Short exercise – Copy the listing from its first line through the line containing "Query: magenta flower", replacing "outline" with "contour" and leaving everything else unchanged.

##### The records #####

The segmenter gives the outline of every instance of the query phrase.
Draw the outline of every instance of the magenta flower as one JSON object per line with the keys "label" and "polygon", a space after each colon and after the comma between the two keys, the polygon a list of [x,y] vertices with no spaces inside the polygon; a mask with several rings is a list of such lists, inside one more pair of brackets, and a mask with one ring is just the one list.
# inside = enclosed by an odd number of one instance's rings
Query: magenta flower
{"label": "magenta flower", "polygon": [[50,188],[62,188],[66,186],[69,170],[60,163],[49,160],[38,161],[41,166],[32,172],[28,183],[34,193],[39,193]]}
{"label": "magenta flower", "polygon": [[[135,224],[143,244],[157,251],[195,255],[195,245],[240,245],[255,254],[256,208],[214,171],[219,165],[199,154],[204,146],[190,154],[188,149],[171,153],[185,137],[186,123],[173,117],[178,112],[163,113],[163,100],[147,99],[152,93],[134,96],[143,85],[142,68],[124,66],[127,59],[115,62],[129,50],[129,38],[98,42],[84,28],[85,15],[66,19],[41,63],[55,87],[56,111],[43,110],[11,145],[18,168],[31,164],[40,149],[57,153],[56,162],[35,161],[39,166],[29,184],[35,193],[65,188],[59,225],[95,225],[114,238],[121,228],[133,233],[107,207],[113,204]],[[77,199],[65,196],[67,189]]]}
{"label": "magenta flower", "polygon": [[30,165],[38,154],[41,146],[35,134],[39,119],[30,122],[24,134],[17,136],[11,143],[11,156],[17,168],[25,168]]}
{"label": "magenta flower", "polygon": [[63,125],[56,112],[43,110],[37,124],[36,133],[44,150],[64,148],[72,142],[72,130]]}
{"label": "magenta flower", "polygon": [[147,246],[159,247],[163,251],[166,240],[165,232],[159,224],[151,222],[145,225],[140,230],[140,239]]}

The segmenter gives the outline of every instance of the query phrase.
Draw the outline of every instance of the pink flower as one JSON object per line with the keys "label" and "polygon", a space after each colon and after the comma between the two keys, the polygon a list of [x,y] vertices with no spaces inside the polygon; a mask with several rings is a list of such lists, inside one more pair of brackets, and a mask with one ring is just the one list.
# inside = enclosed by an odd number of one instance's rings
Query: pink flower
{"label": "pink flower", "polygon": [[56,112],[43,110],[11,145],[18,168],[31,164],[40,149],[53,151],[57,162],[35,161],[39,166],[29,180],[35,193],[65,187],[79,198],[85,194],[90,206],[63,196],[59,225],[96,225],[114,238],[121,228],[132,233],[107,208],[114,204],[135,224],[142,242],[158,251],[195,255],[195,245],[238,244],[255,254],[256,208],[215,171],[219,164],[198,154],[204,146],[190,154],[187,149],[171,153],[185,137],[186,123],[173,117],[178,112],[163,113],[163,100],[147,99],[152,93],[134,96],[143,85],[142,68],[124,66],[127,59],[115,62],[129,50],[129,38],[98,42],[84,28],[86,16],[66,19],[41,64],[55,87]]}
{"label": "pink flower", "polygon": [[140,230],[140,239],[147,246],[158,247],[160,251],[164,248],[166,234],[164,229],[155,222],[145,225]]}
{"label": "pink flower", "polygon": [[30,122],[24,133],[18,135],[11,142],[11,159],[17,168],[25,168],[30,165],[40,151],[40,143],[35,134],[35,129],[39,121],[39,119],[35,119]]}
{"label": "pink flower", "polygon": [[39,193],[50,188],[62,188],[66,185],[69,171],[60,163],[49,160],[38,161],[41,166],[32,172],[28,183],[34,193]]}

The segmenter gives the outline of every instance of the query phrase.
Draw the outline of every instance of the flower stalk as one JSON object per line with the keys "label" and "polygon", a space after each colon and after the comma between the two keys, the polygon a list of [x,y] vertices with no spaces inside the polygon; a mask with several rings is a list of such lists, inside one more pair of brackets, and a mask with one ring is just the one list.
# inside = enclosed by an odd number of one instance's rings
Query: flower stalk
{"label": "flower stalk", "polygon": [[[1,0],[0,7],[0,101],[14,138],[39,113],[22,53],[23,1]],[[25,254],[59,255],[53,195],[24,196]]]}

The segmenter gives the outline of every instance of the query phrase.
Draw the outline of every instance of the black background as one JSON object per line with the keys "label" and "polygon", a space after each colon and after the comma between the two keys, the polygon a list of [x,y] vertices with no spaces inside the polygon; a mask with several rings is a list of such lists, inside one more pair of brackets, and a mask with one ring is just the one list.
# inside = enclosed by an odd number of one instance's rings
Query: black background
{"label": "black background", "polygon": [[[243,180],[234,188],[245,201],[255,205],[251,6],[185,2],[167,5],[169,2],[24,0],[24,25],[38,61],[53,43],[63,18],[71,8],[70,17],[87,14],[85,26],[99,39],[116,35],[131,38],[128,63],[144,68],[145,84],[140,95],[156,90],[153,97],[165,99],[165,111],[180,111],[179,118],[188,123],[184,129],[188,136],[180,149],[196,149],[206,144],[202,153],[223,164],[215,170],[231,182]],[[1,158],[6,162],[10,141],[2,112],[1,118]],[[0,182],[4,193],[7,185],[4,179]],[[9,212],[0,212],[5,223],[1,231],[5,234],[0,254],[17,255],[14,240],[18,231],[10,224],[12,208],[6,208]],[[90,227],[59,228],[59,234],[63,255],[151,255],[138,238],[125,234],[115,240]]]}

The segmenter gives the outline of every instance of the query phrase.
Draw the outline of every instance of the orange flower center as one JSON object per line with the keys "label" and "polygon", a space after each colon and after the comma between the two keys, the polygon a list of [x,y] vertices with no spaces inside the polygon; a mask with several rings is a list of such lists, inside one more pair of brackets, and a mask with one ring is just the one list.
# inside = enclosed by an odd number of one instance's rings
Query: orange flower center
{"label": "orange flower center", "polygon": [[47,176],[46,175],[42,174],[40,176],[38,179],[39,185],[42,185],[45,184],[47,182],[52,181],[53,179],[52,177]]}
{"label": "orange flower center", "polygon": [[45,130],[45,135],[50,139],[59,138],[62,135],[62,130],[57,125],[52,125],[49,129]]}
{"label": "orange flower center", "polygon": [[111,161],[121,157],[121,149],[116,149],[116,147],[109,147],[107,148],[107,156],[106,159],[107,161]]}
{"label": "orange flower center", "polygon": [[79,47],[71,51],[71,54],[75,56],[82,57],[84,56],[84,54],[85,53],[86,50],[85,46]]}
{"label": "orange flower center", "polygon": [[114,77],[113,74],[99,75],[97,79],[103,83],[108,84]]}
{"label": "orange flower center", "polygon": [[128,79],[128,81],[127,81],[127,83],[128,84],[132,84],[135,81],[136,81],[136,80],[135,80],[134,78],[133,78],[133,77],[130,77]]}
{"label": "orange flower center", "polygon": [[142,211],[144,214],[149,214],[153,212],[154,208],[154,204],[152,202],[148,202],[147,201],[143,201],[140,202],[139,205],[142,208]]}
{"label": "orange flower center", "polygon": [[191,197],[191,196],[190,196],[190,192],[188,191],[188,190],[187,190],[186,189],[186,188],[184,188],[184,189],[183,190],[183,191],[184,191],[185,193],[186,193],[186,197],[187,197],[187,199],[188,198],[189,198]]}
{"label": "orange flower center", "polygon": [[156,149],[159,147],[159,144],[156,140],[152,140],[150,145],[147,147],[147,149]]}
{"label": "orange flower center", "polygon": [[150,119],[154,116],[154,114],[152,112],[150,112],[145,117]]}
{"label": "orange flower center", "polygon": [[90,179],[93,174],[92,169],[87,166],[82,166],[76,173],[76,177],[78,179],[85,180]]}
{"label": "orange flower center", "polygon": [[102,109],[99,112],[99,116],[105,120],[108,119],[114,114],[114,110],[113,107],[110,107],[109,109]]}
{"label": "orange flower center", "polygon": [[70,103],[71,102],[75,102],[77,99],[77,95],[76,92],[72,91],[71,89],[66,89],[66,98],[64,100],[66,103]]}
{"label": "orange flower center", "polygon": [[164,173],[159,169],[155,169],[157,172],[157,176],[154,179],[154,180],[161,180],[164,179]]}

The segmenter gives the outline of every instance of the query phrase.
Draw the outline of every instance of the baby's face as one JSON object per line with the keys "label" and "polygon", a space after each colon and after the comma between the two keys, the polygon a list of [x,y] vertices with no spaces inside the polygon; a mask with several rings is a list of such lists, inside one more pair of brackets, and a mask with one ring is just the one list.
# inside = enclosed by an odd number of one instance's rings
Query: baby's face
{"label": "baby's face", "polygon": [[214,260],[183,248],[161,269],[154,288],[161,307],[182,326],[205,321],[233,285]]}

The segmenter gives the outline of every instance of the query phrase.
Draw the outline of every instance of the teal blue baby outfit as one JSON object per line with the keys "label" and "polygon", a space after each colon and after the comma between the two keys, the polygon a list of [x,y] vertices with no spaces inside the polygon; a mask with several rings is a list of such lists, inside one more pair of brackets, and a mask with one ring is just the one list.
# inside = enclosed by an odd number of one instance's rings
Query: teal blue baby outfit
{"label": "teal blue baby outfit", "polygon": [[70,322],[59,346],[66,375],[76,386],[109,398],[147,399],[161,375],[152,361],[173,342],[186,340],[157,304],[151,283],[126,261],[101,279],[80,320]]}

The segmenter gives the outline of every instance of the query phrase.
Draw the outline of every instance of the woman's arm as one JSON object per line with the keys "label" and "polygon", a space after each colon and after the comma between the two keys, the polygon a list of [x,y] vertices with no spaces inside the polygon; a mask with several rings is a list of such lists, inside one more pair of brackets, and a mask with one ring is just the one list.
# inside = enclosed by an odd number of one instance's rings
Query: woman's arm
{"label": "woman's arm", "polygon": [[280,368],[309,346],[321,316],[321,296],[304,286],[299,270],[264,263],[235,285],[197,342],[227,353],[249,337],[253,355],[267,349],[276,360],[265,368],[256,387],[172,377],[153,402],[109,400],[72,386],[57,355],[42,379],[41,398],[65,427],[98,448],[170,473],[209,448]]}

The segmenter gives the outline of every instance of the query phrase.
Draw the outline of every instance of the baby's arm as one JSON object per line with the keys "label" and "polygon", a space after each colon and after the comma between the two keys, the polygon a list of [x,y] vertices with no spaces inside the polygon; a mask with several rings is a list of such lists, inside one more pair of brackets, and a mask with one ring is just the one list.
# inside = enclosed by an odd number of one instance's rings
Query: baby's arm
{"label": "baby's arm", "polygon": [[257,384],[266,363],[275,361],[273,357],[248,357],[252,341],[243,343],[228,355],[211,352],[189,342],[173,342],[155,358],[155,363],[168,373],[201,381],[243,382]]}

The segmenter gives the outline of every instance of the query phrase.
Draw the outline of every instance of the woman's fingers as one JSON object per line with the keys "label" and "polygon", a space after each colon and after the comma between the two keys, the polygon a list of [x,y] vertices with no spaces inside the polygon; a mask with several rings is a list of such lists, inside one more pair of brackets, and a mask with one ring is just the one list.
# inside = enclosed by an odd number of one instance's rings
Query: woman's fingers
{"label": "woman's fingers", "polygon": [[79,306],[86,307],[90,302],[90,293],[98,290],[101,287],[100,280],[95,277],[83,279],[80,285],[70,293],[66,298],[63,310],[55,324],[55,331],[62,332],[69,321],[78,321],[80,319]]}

#####

Result for this task –
The segmenter gives the contour of every instance of the query phrase.
Draw the contour of every instance of the magenta flower as one JSON object per line with the keys "label" and "polygon", a space after each colon and after the comma between the two keys, the polygon a list of [x,y] vertices with no spaces inside the polygon; a mask with several rings is a list of such lists, inside one more pair of brackets, and a mask with one ring is just the one list.
# inside = enclosed by an odd number of one instance's rings
Query: magenta flower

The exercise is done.